··· RECORDS FOR THE TASK ···

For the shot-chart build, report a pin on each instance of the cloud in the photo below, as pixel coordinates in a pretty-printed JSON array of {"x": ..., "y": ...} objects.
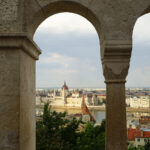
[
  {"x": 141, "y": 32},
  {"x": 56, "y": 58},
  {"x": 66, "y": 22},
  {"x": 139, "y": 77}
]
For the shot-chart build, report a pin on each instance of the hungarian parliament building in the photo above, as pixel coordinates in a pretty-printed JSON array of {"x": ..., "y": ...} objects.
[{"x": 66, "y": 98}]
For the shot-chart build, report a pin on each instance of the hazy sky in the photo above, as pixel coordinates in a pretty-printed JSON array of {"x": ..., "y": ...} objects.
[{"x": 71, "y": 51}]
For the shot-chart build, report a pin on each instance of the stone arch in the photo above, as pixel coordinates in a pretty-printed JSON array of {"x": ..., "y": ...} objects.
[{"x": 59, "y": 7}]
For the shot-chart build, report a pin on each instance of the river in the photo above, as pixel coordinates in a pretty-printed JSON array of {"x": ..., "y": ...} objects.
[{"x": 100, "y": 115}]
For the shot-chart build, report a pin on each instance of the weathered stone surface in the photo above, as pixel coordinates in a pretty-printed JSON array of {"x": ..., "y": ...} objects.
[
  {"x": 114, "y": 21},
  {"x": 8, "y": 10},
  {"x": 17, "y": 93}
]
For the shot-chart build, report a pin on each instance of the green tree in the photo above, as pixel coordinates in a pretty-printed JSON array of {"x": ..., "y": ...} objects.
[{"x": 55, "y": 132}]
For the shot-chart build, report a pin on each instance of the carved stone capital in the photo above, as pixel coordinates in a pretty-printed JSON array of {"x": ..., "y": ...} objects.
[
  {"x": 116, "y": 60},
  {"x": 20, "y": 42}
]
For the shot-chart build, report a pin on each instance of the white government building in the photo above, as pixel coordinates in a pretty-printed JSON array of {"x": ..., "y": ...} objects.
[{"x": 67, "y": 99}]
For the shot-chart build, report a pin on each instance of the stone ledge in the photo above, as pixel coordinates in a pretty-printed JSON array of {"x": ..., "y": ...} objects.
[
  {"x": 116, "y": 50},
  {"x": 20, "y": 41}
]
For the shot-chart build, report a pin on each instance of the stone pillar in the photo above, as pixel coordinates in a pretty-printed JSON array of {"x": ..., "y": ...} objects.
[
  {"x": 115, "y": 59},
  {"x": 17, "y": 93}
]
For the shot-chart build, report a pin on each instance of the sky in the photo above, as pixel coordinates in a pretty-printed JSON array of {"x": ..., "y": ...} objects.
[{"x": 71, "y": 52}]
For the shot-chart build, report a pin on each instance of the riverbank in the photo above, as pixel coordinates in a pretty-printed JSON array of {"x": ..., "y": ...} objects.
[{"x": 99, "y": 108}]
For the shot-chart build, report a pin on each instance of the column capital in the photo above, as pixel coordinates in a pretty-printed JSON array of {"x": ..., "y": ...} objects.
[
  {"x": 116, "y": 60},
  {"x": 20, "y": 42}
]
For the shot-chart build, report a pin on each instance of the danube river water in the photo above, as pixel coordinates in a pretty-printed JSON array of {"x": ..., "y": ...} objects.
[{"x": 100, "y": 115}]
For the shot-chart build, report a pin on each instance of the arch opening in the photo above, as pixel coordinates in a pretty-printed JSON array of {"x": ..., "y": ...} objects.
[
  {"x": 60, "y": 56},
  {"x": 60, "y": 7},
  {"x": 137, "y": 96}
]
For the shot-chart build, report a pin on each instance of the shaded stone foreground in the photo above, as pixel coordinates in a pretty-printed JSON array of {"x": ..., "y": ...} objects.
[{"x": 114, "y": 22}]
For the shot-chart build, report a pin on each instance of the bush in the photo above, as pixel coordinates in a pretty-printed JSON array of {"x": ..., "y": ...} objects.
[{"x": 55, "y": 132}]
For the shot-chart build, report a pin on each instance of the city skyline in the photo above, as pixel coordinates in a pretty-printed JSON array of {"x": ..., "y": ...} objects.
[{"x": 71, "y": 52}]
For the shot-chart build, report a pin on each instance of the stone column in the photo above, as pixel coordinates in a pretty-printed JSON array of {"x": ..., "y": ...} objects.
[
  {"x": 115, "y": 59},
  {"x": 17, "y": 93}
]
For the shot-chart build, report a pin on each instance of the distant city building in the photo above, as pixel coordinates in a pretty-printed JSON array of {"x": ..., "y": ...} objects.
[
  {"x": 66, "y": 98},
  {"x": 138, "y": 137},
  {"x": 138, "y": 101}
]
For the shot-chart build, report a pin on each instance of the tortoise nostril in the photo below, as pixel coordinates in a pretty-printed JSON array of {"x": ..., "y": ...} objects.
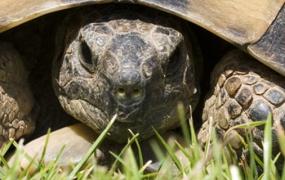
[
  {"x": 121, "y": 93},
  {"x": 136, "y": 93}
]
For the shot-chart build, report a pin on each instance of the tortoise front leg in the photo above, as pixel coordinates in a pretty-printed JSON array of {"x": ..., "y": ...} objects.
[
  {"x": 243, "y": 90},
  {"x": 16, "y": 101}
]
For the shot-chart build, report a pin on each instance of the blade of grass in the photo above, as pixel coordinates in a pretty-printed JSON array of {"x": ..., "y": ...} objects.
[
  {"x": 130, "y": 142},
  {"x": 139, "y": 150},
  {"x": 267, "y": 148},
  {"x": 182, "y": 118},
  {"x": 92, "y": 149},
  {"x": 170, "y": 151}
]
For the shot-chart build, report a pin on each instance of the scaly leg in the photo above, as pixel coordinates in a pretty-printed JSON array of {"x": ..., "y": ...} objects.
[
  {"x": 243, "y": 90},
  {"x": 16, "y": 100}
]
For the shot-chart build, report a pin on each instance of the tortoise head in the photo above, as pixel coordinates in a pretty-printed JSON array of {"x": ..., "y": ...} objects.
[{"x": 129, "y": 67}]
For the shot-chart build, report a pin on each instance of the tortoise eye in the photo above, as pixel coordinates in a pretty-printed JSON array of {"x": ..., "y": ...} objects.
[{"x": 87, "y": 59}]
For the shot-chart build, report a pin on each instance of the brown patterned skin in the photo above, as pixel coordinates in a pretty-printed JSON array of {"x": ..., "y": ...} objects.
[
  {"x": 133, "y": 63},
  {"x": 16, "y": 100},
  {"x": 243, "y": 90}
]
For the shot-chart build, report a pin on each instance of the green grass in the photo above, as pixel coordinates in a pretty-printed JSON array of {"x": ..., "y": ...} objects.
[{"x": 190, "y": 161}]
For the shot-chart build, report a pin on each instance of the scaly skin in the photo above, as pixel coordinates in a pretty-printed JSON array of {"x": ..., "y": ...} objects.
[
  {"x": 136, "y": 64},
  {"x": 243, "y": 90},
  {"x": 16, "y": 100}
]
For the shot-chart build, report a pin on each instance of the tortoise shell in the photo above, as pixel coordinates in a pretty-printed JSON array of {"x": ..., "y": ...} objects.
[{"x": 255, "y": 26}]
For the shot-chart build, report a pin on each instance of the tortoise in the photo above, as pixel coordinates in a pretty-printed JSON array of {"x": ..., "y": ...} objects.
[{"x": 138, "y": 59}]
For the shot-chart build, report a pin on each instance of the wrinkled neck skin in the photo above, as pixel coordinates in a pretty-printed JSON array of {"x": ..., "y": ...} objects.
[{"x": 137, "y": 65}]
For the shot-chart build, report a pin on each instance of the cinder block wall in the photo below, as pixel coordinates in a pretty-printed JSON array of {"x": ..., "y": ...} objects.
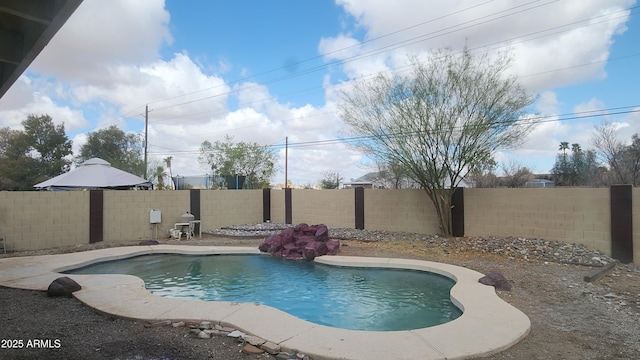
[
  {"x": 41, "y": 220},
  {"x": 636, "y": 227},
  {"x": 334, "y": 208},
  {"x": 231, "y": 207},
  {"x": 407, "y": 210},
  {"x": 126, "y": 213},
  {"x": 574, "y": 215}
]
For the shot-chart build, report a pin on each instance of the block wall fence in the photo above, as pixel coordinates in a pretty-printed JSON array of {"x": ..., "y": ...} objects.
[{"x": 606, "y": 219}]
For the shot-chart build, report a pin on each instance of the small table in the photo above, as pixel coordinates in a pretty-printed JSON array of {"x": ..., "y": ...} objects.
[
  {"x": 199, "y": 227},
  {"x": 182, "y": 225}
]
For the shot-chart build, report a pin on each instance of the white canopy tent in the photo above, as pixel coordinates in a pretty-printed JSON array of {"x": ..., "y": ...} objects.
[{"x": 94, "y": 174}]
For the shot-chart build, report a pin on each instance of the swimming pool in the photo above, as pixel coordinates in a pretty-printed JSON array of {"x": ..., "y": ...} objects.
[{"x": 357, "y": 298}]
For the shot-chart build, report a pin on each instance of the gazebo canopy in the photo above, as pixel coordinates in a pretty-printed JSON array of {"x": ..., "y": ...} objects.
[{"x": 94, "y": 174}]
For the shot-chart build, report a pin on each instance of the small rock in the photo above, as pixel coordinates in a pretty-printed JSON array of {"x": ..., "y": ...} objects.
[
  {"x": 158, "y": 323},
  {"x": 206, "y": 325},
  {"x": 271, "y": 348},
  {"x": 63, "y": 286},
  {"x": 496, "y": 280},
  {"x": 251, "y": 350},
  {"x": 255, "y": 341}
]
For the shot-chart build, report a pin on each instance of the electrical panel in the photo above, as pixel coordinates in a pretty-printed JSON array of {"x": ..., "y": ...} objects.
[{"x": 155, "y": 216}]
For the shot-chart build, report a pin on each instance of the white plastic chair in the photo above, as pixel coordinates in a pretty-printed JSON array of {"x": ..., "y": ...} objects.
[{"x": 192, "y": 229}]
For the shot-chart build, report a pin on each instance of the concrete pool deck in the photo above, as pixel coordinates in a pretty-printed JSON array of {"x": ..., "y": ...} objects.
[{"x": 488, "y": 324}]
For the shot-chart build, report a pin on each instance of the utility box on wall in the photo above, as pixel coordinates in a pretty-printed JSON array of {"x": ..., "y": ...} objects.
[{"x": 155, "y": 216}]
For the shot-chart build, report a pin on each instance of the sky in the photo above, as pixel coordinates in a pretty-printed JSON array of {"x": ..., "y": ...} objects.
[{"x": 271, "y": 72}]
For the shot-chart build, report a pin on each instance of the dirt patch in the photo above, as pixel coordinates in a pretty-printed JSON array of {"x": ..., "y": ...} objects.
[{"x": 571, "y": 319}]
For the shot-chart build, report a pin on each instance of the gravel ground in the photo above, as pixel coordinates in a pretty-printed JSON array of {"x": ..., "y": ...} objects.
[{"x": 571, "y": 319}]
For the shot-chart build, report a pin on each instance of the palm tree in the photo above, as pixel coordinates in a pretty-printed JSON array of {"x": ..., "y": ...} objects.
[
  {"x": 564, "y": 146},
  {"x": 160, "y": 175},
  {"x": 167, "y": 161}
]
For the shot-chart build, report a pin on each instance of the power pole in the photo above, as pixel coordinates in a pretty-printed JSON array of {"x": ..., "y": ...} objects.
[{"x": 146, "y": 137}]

···

Repeat, without changes, every line from the one that contains "of the electrical" through the final line of the data.

* **THE OUTPUT**
For the shot-chart build, report a pin on each instance of the electrical panel in the photo above, as pixel coordinates in a pretty-printed JSON array of {"x": ..., "y": ...} objects.
[{"x": 155, "y": 216}]
For the shot-chart build, report a pin on each instance of the white plastic chair in the photo above, as pixel coordinates in a pretty-printed JSON array of {"x": ..., "y": ...} objects.
[{"x": 192, "y": 229}]
For the shot-chart build, report a pin on each instance of the concrete pool deck in the photo above, as pixel coordinates in a pretty-printed JSON array of {"x": ..., "y": ...} objects.
[{"x": 488, "y": 324}]
For the shot-chart build, report a pin on each instance of the utility box on wall in the photo above, as pixel coordinates in a pretty-printed JSON array of {"x": ..., "y": ...} objects.
[{"x": 155, "y": 216}]
For the shot-chart build, report a pin on each instance of the sky in the photo above, as pixel coordinates in a pretty-printed JSON array of {"x": ..., "y": ...} objects.
[{"x": 271, "y": 72}]
For the shot-chart build, report a pin on each instance of the dirt patch in the photo above, as pixel coordinates in a pretty-printed JSON array of {"x": ..., "y": ...} objects.
[{"x": 571, "y": 319}]
For the shot-chart build, report a pin on each instance of the gravel ground in the photo above, as pixel coordinates in a pretty-printed JSON array of {"x": ..., "y": ...} objects.
[{"x": 571, "y": 319}]
For the shot-chart build, report a pin on each instance of the palm tree in the photo above, as pixel coordinates in a pretty-printed JSON array of {"x": ..., "y": ...} objects.
[
  {"x": 564, "y": 146},
  {"x": 160, "y": 175},
  {"x": 167, "y": 161}
]
For the shot-chart build, report a pin on each instance of the power pole in the photo above, as pixel coordinates in a pretty-printed JSON array of {"x": ..., "y": ...} objects.
[{"x": 146, "y": 137}]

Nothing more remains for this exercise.